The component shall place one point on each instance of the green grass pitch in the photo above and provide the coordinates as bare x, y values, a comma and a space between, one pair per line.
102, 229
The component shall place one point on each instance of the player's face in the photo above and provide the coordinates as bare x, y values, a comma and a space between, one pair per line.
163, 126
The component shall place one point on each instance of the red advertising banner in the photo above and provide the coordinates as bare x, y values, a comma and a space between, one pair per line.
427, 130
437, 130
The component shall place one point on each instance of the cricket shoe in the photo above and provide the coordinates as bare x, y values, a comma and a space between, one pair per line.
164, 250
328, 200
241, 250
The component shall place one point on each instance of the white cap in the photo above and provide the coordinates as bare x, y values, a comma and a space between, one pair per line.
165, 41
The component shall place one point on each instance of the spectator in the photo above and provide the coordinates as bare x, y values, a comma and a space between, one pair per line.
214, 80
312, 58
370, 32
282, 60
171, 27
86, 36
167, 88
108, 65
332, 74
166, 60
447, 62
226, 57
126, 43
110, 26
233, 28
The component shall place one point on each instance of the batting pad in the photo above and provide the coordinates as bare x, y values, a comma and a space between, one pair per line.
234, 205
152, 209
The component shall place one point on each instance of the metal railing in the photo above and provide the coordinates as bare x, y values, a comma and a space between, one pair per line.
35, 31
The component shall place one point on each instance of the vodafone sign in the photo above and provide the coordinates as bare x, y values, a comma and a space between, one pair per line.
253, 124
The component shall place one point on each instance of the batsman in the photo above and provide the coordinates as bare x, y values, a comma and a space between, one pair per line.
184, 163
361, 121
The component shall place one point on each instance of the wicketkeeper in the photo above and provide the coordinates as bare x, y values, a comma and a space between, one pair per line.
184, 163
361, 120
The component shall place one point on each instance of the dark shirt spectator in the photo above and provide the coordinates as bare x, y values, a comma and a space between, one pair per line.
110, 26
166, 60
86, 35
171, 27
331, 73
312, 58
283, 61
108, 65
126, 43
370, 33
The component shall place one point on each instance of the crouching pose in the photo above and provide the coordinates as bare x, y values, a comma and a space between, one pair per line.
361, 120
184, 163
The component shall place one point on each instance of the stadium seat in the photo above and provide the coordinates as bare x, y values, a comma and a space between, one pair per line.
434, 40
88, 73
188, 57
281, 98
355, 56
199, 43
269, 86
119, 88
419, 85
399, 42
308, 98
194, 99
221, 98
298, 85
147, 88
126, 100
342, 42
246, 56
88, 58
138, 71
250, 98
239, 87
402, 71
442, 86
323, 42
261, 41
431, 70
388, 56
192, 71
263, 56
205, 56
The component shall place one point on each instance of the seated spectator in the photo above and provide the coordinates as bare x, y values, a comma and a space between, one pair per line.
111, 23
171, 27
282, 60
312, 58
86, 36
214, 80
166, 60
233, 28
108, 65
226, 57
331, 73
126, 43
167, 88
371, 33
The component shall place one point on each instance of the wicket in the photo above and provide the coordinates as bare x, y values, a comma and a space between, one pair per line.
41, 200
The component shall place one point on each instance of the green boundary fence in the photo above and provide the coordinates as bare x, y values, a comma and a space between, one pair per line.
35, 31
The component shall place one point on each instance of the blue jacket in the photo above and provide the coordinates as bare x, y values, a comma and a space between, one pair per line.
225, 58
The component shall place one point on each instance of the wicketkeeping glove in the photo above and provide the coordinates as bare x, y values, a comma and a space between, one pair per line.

[REQUIREMENT]: Set out every record in full, exactly as given.

[EXERCISE RESULT]:
The component shall place one point on each instance of the green grass pitch in the photo above and provide the coordinates as bare x, y values, a comma and a space between, one pair per line.
102, 229
The component shall place one point on each instance of the player's face in the photo above and provide the coordinates as bare x, y values, a comma and a space between, one pair per line.
163, 126
The component shall place one point on each instance of the red advertising banner in the photo above and provide the coordinates as bare x, y values, a comma and a space between, one pair per line.
427, 130
437, 130
The component shall place one point on each instance of the cricket shoe in the photo above and provide the coordinates as bare x, y values, a comma and a space between, one pair per line.
164, 250
328, 200
241, 250
The component shall place one point on each instance of the white cap in the photo above and provide the coordinates as bare x, y values, a comma and a space between, one pair per line.
165, 41
The component shall place one point on each instance of the spectator in the photo above and provide the coordinates as bare x, y values, a comma and a space between, one pair per line.
214, 80
312, 58
370, 32
282, 60
171, 27
86, 36
167, 88
108, 65
332, 74
166, 60
447, 62
226, 57
126, 43
110, 26
233, 28
The component shall place one point on each instance of the batting pad in the photo above and provide the coordinates as bare x, y values, a comma and a space between, one pair per line.
234, 205
152, 209
The component shall place one point on each instance of the metal railing in the photo above and provide the coordinates as bare x, y values, a comma and a space between, one pair per line.
35, 31
The component shall place one point on each instance of the vodafone sign in the photo above and provide the coordinates as bare x, y values, a comma and a space between, one pair per line.
253, 124
The component shall place one point on each instance of the batsman in the photo above and provide the coordinates as bare x, y values, a comma and a space between, one pair per line.
184, 163
361, 121
The component shall place one point on each instance of the wicketkeeper in the photo above and provide the coordinates as bare x, y values, a comma and a space between, one pair per line.
184, 163
361, 120
The component shall place one point on each instance of the dark shirt spectator in the photo above and provide the coordinates as bare x, y values, a comma and a space between, one pair per line.
110, 26
166, 60
86, 35
171, 27
331, 73
312, 58
283, 61
108, 65
126, 43
370, 33
The component shall place one point on each instance of the crouching pose in the photo above and provide the coordinates as bare x, y values, a comma and a space between, one pair per line.
361, 120
184, 163
The component shall place one point on each instance of the stadium seat in the photo above and provide the coordinates as bare x, y values, a comma and a space between, one pair per line.
434, 40
88, 73
188, 57
281, 98
355, 56
199, 43
269, 86
119, 88
419, 85
399, 42
308, 98
194, 99
221, 98
298, 85
147, 88
126, 100
342, 42
246, 56
88, 58
138, 71
250, 98
239, 87
402, 71
442, 86
323, 42
261, 41
431, 70
388, 56
192, 71
263, 56
205, 56
The component shall place one point on each instance of the seated spectator in the photo above and provide the coordinates as bare x, y values, a comma and a space between, one pair per line.
111, 23
171, 27
282, 60
312, 58
86, 36
214, 80
166, 60
233, 28
108, 65
226, 57
331, 73
126, 43
167, 88
371, 33
The component shall place one point on each instance of the wicket in the photo above and provide the coordinates as bare x, y values, a comma and a space between, one pair per line.
41, 200
The component shall place one point on each instance of the green boundary fence in the photo above and provide the coordinates as bare x, y values, a comma and a space between, one pair per line.
35, 31
The component shall place one point on each instance of the blue jacket in the photo above and provide the coordinates as bare x, y values, a comma and a space between, one pair per line.
225, 58
The component shall place one point on each instance of the wicketkeeping glove in the photo above and provide the coordinates as bare x, y values, a comma and a space between, one pair per line.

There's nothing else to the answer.